* [Text block]
The human alternately collaborates with a robot co-worker in performing a task. In this case, the human and the robot perform the assembly sequentially (Fig. 1-(a)). The human and the robot do not share the working time but they do share the working space.

The human collaborates with the robot co-worker in performing a task. In this case, the human and the robot collaboratively perform the assembly task simultaneously (Fig. 1-(b)). The human and the robot share both the working time and the working space.

Figure 1.

Gantti diagram for a “human/robot tasks shift”

When the human worker is performing the assembly task, the robot monitors, detects and estimates his actions and intentions. Being aware of the predefined scheduled assembly tasks, the robot co-worker can assist the human and carry out its own assembly task. The human cannot send explicit or implicit commands using a traditional human-machine interface, such as a keyboard or a mouse. He has to concentrate and focus on more urgent tasks. As a consequence, it is reasonable to design a human-robot interface in a natural way, using gestures and a language. Languages are the most natural way in which humans communicate. Despite the last decade of development, natural language process technology is still incapable of wide adoption for mutual applications due to the complicated processing involved. Human gestures - alternatively - are believed to be the most convincing natural interface while still retaining the rich information of human-robot communication.

Human gestures usually refer to those gestures represented via the body, arm or hands of a human. In iHRCHA, human and robot co-workers mainly perform electronic manufacturing assembly tasks on a bench. It is unwise to monitor human body gestures because these will not change very often or obviously during the assembly task. It is also not practical to monitor human arm gestures because it is difficult to capture sufficient information to describe them. Hand gestures are appropriate to describe a human worker's working status during manual assembly. The posture of a human worker's hands varies due to the different requirements of the current assembly task. Therefore, it is of interest to examine the relationship between a human worker's hand gestures and the actual assembly actions. Human intentions, as associated with assembly work, are defined as the assembly action that a given human worker is performing or intending to perform.

2.2 Hand gesture analysis in iHRCHA

In electronic manufacturing systems, assembly requires a human to perform accurate and quick assembly operations. In current manufacturing systems, human operators carry out most operations by hand. Therefore, we look to identify human assembly actions by monitoring hand gestures. Previous visual-object recognition technologies cannot provide an effective method for tracking and identifying complex palm and fingertip gestures in complex environments. In this research, a human-robot interface based on human hand gestures is designed and an effective algorithm for palm and fingertip recognition is proposed by analysing the RGB-D data of hands. Although it is possible to analyse palm rotation information based on such RGBD data, it is still not reliably accuracy. Therefore, we design a simple glove for a human with a three-axis acceleration sensor and a gyro-sensor attached for accurate palm movement and rotation information collection.

* [Data lines]
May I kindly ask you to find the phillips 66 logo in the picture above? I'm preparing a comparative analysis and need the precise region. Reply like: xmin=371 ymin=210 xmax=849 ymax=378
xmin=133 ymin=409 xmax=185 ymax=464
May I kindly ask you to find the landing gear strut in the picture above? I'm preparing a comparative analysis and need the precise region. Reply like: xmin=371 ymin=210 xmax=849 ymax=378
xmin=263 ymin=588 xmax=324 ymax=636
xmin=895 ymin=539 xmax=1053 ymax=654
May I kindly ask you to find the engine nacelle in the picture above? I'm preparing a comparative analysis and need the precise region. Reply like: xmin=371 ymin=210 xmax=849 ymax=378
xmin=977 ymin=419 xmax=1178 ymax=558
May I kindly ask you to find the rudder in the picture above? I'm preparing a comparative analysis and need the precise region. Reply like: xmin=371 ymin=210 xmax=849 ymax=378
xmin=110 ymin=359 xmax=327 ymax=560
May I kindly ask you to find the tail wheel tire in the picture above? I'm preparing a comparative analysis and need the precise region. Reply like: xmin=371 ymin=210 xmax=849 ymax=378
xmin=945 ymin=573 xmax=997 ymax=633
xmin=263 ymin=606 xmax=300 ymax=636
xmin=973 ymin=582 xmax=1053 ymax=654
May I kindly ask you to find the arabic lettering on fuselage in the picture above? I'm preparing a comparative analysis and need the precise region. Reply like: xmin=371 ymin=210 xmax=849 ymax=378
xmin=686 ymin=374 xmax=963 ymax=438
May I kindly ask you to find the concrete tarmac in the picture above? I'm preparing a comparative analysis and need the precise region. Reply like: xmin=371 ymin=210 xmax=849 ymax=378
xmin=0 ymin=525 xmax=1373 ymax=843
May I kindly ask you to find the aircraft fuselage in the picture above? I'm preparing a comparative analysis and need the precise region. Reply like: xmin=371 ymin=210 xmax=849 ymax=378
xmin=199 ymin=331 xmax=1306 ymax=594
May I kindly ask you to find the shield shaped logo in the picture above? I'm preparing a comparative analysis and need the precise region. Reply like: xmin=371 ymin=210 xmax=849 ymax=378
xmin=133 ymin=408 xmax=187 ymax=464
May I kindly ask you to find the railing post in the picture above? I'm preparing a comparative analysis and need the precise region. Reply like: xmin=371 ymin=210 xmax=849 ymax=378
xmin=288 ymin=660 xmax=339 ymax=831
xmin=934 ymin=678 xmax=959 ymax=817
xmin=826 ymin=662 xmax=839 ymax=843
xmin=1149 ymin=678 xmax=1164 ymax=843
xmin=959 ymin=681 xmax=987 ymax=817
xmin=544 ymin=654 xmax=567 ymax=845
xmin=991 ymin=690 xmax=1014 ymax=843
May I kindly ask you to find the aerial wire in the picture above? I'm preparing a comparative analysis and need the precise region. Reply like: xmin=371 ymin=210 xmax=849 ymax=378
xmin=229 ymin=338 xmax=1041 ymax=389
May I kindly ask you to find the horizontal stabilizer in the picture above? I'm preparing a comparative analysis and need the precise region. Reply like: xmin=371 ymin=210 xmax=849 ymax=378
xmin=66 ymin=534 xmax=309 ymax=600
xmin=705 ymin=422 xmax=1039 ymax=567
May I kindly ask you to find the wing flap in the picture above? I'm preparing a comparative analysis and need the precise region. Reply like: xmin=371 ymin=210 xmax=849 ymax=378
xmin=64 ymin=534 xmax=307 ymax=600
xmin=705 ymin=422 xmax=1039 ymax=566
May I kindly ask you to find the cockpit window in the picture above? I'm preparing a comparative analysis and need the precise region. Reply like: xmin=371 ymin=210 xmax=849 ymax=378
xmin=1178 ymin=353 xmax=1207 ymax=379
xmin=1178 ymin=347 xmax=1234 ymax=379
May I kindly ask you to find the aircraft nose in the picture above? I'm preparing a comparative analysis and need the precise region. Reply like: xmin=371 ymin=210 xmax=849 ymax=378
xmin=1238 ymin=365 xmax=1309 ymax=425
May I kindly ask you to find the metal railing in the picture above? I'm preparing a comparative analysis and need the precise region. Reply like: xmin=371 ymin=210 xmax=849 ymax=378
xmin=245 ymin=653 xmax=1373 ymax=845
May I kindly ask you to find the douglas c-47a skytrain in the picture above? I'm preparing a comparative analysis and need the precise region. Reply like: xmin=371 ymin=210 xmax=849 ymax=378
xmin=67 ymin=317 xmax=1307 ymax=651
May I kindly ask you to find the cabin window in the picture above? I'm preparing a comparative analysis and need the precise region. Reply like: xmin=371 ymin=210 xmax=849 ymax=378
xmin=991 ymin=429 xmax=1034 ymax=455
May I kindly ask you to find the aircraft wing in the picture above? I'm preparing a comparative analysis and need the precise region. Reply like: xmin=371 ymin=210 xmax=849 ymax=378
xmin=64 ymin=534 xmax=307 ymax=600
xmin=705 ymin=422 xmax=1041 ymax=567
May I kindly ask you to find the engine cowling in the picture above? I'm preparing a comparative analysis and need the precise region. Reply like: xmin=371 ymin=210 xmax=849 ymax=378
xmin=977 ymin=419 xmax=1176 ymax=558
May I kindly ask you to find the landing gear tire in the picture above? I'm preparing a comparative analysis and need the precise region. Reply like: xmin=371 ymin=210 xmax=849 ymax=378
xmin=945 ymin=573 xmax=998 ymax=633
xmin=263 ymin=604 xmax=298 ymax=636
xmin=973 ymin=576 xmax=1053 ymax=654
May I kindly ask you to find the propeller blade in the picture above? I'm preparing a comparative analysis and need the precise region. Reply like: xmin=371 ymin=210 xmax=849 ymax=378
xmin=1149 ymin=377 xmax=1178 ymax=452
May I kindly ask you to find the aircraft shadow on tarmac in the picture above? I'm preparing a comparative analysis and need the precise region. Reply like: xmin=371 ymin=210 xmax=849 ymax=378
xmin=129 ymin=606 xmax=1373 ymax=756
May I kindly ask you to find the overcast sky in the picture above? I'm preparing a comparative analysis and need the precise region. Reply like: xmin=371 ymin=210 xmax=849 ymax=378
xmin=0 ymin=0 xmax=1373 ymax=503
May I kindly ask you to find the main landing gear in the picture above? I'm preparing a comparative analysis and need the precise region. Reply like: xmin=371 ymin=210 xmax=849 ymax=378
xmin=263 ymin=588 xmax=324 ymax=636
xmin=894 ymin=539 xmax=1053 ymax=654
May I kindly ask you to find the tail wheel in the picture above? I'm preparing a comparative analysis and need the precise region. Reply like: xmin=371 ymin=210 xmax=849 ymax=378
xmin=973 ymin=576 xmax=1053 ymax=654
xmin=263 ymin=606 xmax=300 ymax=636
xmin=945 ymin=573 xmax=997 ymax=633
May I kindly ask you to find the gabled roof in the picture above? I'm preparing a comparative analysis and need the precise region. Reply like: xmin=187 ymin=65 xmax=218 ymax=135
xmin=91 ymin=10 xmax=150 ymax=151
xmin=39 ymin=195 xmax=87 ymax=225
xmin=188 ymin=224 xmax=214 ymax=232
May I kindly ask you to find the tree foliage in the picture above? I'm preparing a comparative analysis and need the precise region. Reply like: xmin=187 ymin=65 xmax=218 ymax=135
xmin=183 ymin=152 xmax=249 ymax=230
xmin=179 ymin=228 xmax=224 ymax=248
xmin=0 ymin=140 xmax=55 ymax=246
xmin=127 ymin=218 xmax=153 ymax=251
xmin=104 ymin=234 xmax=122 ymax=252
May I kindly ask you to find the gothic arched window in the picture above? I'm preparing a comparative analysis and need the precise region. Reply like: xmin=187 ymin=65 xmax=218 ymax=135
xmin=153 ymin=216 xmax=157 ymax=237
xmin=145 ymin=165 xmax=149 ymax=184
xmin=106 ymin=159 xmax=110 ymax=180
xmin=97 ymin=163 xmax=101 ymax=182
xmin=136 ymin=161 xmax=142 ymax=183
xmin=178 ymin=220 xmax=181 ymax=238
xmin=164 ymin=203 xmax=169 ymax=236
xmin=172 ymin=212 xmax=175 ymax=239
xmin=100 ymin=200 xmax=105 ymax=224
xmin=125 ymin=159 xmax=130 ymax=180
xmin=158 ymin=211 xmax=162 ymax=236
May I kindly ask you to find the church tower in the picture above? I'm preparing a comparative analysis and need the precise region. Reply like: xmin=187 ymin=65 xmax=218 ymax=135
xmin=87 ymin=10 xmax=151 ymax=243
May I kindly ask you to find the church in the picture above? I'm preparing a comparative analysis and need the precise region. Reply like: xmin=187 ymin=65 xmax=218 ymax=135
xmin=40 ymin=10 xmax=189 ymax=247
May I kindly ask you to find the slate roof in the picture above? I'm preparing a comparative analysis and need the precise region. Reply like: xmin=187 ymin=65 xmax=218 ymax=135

* [Task list]
**1)** In the passage on human-robot collaborative assembly, which two sensors are attached to the glove designed for the human worker?
**2)** Retype the part of the passage on human-robot collaborative assembly starting at "The human alternately" and ending at "and the working space.".

* [Task-by-task solutions]
**1)** A three-axis acceleration sensor and a gyro-sensor.

**2)**
The human alternately collaborates with a robot co-worker in performing a task. In this case, the human and the robot perform the assembly sequentially (Fig. 1-(a)). The human and the robot do not share the working time but they do share the working space.

The human collaborates with the robot co-worker in performing a task. In this case, the human and the robot collaboratively perform the assembly task simultaneously (Fig. 1-(b)). The human and the robot share both the working time and the working space.